BEGIN Task data

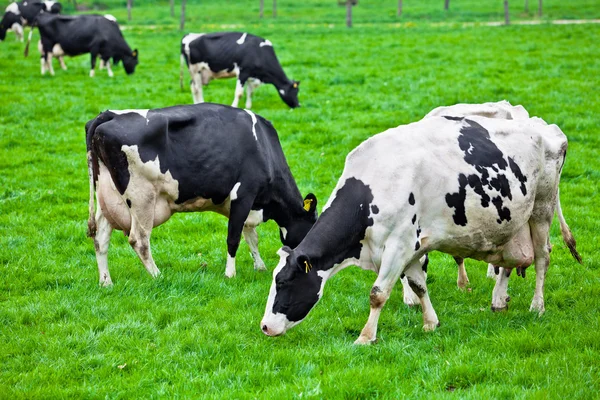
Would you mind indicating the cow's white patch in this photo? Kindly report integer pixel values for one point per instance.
(233, 193)
(187, 39)
(253, 123)
(242, 39)
(13, 8)
(143, 113)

END Task data

Keep the pictures out of the copy and write out the data exactly as it stands.

Would you mind indicating the cow's white patch in this photo? Kindly report integer pixel values for one point per instance.
(233, 193)
(187, 39)
(253, 123)
(242, 39)
(13, 8)
(143, 113)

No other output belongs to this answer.